● Supplied data
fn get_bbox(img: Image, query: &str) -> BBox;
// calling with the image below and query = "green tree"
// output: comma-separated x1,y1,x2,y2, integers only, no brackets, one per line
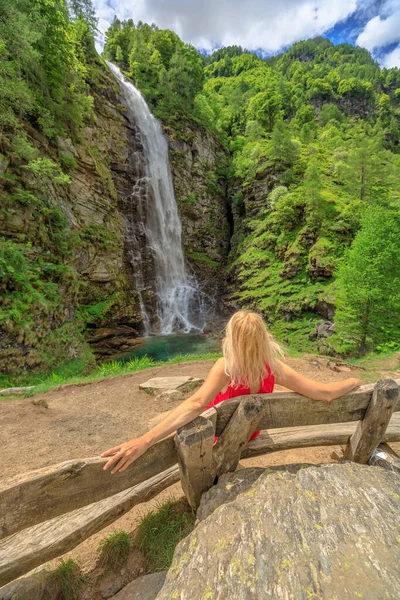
164,45,203,111
341,135,389,203
335,204,400,355
67,0,97,31
269,119,298,166
247,90,282,131
304,161,325,231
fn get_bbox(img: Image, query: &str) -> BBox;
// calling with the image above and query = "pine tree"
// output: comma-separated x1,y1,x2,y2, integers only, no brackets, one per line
67,0,97,31
269,119,298,166
335,203,400,355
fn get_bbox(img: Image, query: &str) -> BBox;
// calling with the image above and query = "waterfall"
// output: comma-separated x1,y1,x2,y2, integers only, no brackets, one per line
108,62,205,335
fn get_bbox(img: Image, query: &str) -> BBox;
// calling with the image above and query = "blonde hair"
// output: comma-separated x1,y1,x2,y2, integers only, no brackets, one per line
222,310,284,389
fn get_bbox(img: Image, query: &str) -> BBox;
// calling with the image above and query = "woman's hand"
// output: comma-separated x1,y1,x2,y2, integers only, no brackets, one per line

● Assigned task
Each line in the data that holds the string "above" must be returned.

● Your response
// calling with the image above and query = "pine tree"
// calling with the image above and query = "waterfall"
// calling with the image above and query = "blonde hair"
// calling with the image above and query = "woman's hand"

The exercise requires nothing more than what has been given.